_Text extract:_
Pubdate: Wed, 10 Feb 2016
Source: Washington Post (DC)
Copyright: 2016 The Washington Post Company
Author: Sari Horwitz


Now a Professor, He Writes to Obama About Mandatory 55-Year Term

A former federal judge in Utah asked President Obama on Tuesday to 
"swiftly" give clemency to Weldon Angelos, a man he sentenced to 55 
years in prison in connection with selling marijuana.

Calling the sentence "one of the most troubling that I ever faced in 
my five years on the federal bench," Paul G. Cassell, now a professor 
at the University of Utah's law school, said the mandatory minimum 
sentence he was required to impose on Angelos was one of the chief 
reasons he chose to step down as a judge.

"I write you as the judge who sentenced Weldon Angelos to a 55-year 
mandatory minimum prison term for non-violent drug offenses," Cassell 
wrote to Obama. "It appears to me that Mr. Angelos meets all of the 
criteria for a commuted sentence." Cassell was appointed to the bench 
in 2002 by President George W. Bush.

_Dataset section:_
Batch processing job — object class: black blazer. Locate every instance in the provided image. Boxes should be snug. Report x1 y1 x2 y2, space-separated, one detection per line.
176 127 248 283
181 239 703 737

_What is expected:_
Extend the article about the former judge's clemency letter for Weldon Angelos, starting after its last sentence. The lines above come from a separate source unrelated to the article.

_The reply:_
In December, Obama granted clemency to 95 drug offenders as part of 
his continuing effort to give relief to drug offenders who were 
harshly sentenced in the nation's war on drugs. But Angelos, who is 
behind bars at the Federal Correctional Institution at Mendota, in 
central California, was not on the president's list.

The president has commuted the sentences of 184 federal inmates, more 
individuals than the past five presidents combined. But 
sentencing-reform advocates say that hundreds - and potentially 
thousands - of inmates who meet the Obama administration's criteria 
for clemency, including Angelos, are still behind bars.

When asked about Angelos, White House spokeswoman Brandi Hoffine said 
the administration does not comment on pending cases.

"The president expects to continue to issue commutations throughout 
the remainder of his time in office," Hoffine said. "But clemency is 
just one of the tools the administration is using to address the vast 
inequities in the criminal justice system. We will also continue to 
work toward comprehensive reform of the criminal justice system in Congress."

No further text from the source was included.